TASK:
Will you give the material below again, every line exactly as it is?

RECORDS SHOWN:
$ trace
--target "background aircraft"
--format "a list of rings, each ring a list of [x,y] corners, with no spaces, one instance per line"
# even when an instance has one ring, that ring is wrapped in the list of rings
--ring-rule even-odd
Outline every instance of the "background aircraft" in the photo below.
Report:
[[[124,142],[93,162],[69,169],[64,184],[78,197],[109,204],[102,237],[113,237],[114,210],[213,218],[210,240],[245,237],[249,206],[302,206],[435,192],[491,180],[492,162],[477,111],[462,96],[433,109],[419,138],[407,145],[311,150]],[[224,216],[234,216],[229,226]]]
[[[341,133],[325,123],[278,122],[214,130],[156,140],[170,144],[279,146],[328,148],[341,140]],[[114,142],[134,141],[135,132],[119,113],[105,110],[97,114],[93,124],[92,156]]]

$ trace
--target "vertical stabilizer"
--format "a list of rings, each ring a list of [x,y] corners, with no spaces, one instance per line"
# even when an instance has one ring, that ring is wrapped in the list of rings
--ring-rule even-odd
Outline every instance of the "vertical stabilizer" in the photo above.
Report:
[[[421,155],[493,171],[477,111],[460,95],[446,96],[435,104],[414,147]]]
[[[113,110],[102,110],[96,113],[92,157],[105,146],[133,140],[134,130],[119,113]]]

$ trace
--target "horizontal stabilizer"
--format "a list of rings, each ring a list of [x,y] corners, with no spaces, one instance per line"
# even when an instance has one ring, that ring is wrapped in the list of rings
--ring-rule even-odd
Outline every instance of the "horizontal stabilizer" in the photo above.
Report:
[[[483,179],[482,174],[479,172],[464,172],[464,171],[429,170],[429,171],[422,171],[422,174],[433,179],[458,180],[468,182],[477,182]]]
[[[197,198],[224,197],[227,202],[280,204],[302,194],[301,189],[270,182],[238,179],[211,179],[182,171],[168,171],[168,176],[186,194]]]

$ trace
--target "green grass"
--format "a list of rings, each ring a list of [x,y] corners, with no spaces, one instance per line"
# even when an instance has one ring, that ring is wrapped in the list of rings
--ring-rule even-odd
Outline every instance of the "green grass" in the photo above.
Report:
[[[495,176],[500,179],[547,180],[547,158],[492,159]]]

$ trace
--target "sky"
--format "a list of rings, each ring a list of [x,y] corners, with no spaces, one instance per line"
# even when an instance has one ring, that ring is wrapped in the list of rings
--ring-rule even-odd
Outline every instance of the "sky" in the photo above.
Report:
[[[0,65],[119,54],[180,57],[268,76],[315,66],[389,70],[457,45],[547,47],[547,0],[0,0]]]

RESULT BELOW:
$ trace
--target "background aircraft"
--format "a list of rings, each ring a list of [x,y] corners, with no spaces, one instance per line"
# even when an instance has one ring, that ring is wrapped in the list of rings
--ring-rule even-odd
Outline every instance of the "background aircraft" in the photo below.
Report:
[[[124,142],[93,162],[69,169],[64,184],[78,197],[109,204],[102,237],[113,237],[114,210],[213,218],[210,240],[245,237],[249,206],[302,206],[435,192],[491,180],[492,162],[477,111],[462,96],[433,109],[419,138],[407,145],[311,150]],[[224,216],[234,216],[229,226]]]
[[[341,133],[325,123],[278,122],[214,130],[156,140],[170,144],[279,146],[328,148],[341,140]],[[114,142],[134,141],[135,132],[119,113],[105,110],[97,114],[93,124],[92,156]]]

$ trace
--target "vertical stabilizer"
--format "a list of rings, each ring a list of [x,y] corners, with no spaces, one instance per line"
# even when an instance has one ring, that ring is wrapped in the list of rings
--ring-rule even-odd
Outline every instance of the "vertical stabilizer" in the photo above.
Report:
[[[421,155],[493,171],[477,111],[460,95],[446,96],[435,104],[414,147]]]
[[[113,110],[102,110],[96,113],[92,157],[105,146],[133,140],[134,130],[119,113]]]

$ trace
--target "horizontal stabilizer"
--format "a list of rings, each ring a list of [x,y] corners, with no spaces, one instance per line"
# even when an instance has one ring, that ring is wrapped in the list of rings
--ring-rule even-odd
Outline every instance of the "horizontal stabilizer" in the photo above.
Report:
[[[483,179],[482,174],[479,172],[464,172],[464,171],[429,170],[429,171],[422,171],[422,174],[433,179],[458,180],[468,182],[477,182]]]
[[[197,198],[224,197],[227,202],[280,204],[302,194],[301,189],[270,182],[238,179],[211,179],[182,171],[168,171],[168,176],[186,194]]]

$ trace
--target "green grass"
--format "a list of rings, each ring a list of [x,y] corners, with no spaces, one instance per line"
# even when an instance has one ring, that ring is wrapped in the list of rings
--ring-rule even-odd
Outline every instance of the "green grass" in the photo above.
Report:
[[[495,176],[500,179],[547,180],[547,158],[492,159]]]

$ trace
--target "sky"
--format "a list of rings, each ring a list of [x,y] corners, with no spaces, one instance per line"
# even when an instance has one ring, that ring is wrapped in the list of rings
--ring-rule even-odd
Outline every instance of the "sky" in the photo above.
Report:
[[[0,65],[119,54],[180,57],[268,76],[315,66],[389,70],[457,45],[547,47],[547,0],[0,0]]]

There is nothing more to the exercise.